THE TASK: Convert all of the data below into a JSON list of strings, one string per line, with blank lines and the pictures left out.

ENTRIES SHOWN:
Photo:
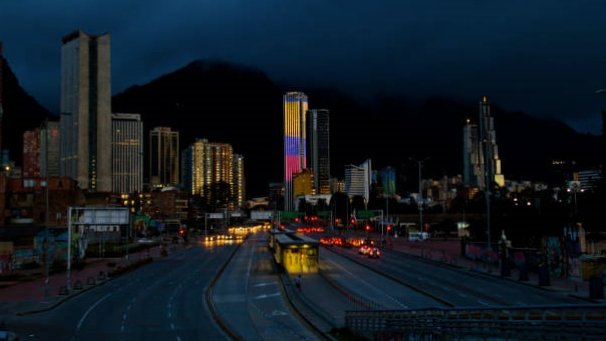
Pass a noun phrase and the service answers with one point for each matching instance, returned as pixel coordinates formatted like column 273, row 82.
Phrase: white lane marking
column 91, row 309
column 262, row 296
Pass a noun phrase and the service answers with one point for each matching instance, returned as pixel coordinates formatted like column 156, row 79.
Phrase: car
column 364, row 249
column 374, row 252
column 8, row 335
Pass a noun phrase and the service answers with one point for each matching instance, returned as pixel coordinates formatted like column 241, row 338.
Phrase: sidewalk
column 34, row 296
column 448, row 251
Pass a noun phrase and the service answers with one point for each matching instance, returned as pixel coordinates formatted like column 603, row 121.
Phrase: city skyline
column 542, row 58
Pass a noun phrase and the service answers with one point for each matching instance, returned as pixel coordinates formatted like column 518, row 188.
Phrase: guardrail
column 586, row 322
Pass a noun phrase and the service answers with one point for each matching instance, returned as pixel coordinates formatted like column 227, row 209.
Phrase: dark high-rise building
column 318, row 151
column 86, row 110
column 163, row 157
column 127, row 153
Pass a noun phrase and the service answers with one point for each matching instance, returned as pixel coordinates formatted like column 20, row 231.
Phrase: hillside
column 21, row 112
column 242, row 106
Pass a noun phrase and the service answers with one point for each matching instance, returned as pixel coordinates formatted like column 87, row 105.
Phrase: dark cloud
column 543, row 57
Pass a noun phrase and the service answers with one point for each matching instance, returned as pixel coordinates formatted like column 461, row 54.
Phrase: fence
column 579, row 322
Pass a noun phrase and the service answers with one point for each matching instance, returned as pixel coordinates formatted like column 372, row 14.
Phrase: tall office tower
column 487, row 135
column 473, row 162
column 318, row 137
column 31, row 154
column 358, row 179
column 163, row 157
column 206, row 164
column 604, row 140
column 239, row 180
column 86, row 110
column 127, row 153
column 295, row 109
column 50, row 149
column 1, row 91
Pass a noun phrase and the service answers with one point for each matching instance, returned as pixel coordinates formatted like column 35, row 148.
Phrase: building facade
column 86, row 110
column 31, row 154
column 473, row 165
column 319, row 149
column 295, row 106
column 239, row 187
column 487, row 135
column 163, row 157
column 206, row 164
column 127, row 153
column 358, row 180
column 50, row 149
column 481, row 162
column 1, row 91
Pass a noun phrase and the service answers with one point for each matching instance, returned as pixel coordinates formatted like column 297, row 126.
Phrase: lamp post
column 46, row 208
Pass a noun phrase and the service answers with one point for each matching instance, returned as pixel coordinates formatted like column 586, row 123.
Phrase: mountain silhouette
column 235, row 104
column 242, row 106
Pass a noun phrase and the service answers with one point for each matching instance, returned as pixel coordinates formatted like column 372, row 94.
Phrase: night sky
column 545, row 57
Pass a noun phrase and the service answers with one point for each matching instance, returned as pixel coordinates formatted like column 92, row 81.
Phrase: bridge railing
column 588, row 321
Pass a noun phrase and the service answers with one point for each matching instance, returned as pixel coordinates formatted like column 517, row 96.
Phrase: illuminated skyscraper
column 1, row 91
column 86, row 110
column 488, row 138
column 319, row 149
column 473, row 165
column 50, row 149
column 127, row 153
column 31, row 153
column 163, row 157
column 239, row 180
column 388, row 181
column 208, row 163
column 479, row 145
column 295, row 109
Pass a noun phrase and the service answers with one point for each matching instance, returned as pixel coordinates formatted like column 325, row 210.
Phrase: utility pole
column 46, row 204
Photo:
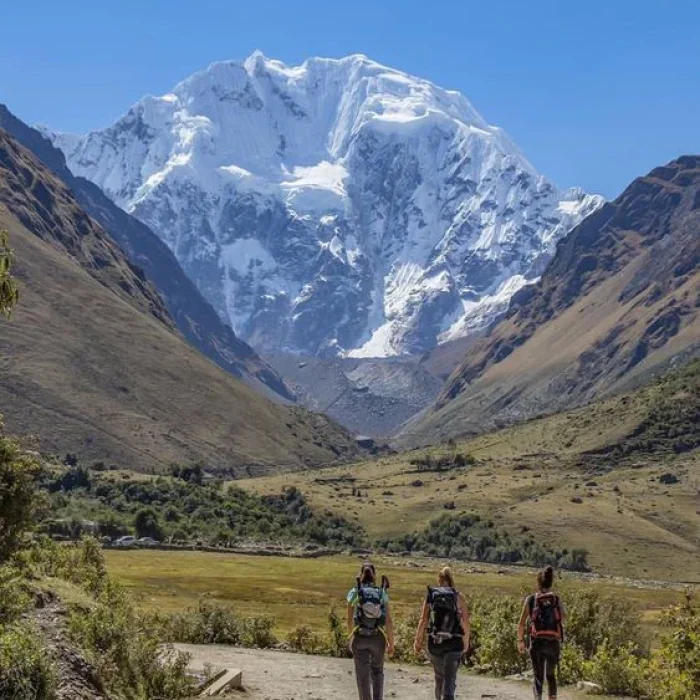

SOLUTION TO THIS PROBLEM:
[
  "Photo:",
  "Pass a noun phrase and the service answers with one point for each matching instance, returned as pixel coordinates formatted like column 273, row 82.",
  "Phrase: white lane marking",
  "column 91, row 309",
  "column 262, row 296",
  "Pass a noun phrase and the service answers with one point for each matching instance, returned as pixel coordinates formatted like column 156, row 79.",
  "Phrase: car",
  "column 364, row 249",
  "column 374, row 252",
  "column 8, row 335",
  "Pass a noun phrase and the service answers with one point for each matching instance, returned as pixel coordinates formatted like column 241, row 338.",
  "Phrase: sidewalk",
  "column 34, row 296",
  "column 448, row 251",
  "Pass a noun phrase and the service answers with one point for each matching instance, returned as pixel coordinates formatted like column 603, row 121.",
  "Phrase: city skyline",
  "column 542, row 58",
  "Pass a noun phrase and the service answers with one point for each matching instance, returned as pixel coordinates formatted like column 518, row 188.",
  "Phrase: guardrail",
  "column 586, row 322",
  "Pass a noun phrase and the service answers with one point for each matching instance, returned as pixel coordinates formatted like column 227, row 209.",
  "Phrase: dark high-rise building",
  "column 318, row 151",
  "column 86, row 110",
  "column 163, row 157",
  "column 127, row 153",
  "Pass a noun phrase and the service answers with one point for each matching instance, returned as pixel coordinates formatted like column 20, row 231.",
  "Phrase: hillside",
  "column 21, row 112",
  "column 242, row 106",
  "Pass a noun phrase and the service answers with one point for each matching instance, returned as pixel coordinates formatted like column 87, row 105.",
  "Phrase: dark cloud",
  "column 543, row 57",
  "Pass a noun phrase and the service answers with one point for each matching instance, returned as pixel coordinates formatted like column 461, row 54.",
  "Phrase: fence",
  "column 579, row 322",
  "Pass a noun phrase and the service answers with one point for each matching instance, returned as pixel coordinates formatted like column 372, row 14.",
  "Phrase: tall office tower",
  "column 487, row 135",
  "column 473, row 162",
  "column 318, row 137",
  "column 31, row 154",
  "column 358, row 179",
  "column 163, row 157",
  "column 206, row 164",
  "column 604, row 140",
  "column 239, row 180",
  "column 86, row 110",
  "column 127, row 153",
  "column 295, row 109",
  "column 50, row 149",
  "column 1, row 91",
  "Pass a noun phrase and the service answers with one point for each matching instance, returned as pixel coordinates formatted like column 35, row 148.",
  "Phrase: building facade",
  "column 86, row 110",
  "column 31, row 154",
  "column 473, row 165",
  "column 319, row 149",
  "column 295, row 106",
  "column 239, row 187",
  "column 487, row 135",
  "column 163, row 157",
  "column 206, row 164",
  "column 127, row 153",
  "column 358, row 180",
  "column 50, row 149",
  "column 481, row 162",
  "column 1, row 91",
  "Pass a noun phrase and the service answers with one point for each matching instance, returned as pixel coordinates formatted like column 297, row 126.",
  "Phrase: lamp post",
  "column 46, row 208",
  "Pass a noun phrase and the service answers with one point for each matching instance, returned as pixel coordinates formatted like column 586, row 123.",
  "Phrase: mountain silhouette",
  "column 235, row 104",
  "column 242, row 106",
  "Pass a noun phrase and the service answers with one point for each matching instance, returned as pixel coordinates formatted like column 372, row 94.",
  "Phrase: night sky",
  "column 545, row 57",
  "Pass a noun phrase and the service answers with one point for each matching instance, returned as pixel coordinates formatted like column 92, row 81.",
  "Phrase: bridge railing",
  "column 588, row 321",
  "Pass a noun phrase and the service answers with one point for each matching instance, returned as pixel coordinates formatted like column 517, row 96.",
  "Phrase: illuminated skyscraper",
  "column 1, row 91",
  "column 86, row 110",
  "column 488, row 138",
  "column 319, row 149",
  "column 473, row 165",
  "column 50, row 149",
  "column 127, row 153",
  "column 31, row 153",
  "column 163, row 157",
  "column 239, row 180",
  "column 388, row 181",
  "column 208, row 163",
  "column 479, row 145",
  "column 295, row 109",
  "Pass a noun phrase and the service answers with one point for each matching instance, returned as pixel coordinates formatted like column 325, row 210.",
  "Phrase: utility pole",
  "column 46, row 204",
  "Photo:"
]